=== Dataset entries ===
+ + + + + + +

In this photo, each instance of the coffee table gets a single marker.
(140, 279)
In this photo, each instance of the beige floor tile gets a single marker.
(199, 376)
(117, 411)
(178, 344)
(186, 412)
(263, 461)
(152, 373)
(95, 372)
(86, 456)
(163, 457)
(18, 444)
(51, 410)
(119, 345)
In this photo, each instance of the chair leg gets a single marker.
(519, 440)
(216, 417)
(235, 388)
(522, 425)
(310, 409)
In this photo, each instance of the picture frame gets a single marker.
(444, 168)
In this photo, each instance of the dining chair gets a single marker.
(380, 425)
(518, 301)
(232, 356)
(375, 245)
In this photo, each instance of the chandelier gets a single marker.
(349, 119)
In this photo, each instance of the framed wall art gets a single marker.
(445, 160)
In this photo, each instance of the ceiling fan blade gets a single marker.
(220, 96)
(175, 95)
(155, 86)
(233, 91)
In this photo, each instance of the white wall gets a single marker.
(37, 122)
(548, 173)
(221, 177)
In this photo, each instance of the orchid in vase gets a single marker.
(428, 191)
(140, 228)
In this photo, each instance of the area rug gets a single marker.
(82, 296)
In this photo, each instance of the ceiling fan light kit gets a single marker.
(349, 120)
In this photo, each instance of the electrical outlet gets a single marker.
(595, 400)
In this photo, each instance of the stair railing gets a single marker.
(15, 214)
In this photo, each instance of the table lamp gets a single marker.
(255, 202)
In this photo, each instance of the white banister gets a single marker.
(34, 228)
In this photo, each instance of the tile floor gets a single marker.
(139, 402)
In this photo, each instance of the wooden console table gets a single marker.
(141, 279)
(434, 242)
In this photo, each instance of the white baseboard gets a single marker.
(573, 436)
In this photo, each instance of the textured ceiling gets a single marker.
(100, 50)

+ + + + + + +

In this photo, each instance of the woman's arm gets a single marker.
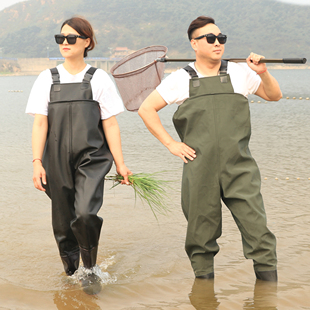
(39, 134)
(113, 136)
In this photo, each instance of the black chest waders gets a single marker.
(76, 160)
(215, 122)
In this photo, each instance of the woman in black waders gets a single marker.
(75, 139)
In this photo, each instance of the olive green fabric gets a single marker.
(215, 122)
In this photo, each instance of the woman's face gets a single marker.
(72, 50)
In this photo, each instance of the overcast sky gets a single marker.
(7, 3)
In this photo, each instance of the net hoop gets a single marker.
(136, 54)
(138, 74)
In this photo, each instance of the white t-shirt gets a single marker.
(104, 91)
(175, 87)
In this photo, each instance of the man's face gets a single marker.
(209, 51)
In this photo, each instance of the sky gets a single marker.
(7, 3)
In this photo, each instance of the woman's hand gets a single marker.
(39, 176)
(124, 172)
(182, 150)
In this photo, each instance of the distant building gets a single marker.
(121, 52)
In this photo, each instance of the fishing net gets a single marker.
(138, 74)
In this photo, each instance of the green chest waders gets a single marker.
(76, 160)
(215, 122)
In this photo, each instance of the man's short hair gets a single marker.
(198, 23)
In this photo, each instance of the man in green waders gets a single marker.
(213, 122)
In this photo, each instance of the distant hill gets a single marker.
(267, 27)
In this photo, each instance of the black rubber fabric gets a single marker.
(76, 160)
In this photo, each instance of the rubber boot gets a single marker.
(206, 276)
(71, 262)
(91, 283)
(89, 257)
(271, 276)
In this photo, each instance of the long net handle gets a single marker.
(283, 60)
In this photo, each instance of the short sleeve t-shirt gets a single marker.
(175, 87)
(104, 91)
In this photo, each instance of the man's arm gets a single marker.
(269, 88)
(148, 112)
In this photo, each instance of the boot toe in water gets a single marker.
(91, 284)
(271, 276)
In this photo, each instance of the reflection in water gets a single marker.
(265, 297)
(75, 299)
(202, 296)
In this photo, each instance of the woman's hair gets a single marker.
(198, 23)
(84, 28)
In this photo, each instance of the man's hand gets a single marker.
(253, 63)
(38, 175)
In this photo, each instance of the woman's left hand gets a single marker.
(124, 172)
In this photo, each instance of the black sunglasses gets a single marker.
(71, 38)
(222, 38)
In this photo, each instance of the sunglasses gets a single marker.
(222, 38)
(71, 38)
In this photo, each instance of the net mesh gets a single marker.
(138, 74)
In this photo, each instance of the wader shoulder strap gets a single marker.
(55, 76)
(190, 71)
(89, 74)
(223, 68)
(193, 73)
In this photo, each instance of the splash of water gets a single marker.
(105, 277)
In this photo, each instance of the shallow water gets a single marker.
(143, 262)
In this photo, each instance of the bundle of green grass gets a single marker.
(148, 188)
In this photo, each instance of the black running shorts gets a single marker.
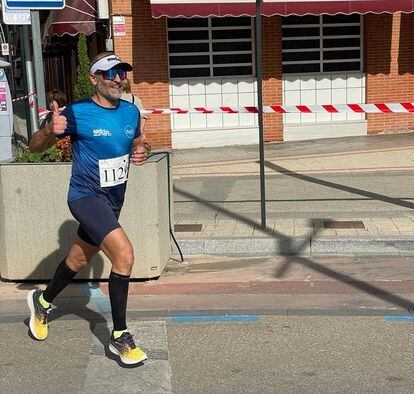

+ + + + + + +

=== Challenge ===
Report each row above that contains the word "chest", copying the whole line. Match case exactly.

=== Task answer ===
In this photo, each instance of the black chest waders gets a single marker.
In this photo, each instance of the green chest waders gets a single marker.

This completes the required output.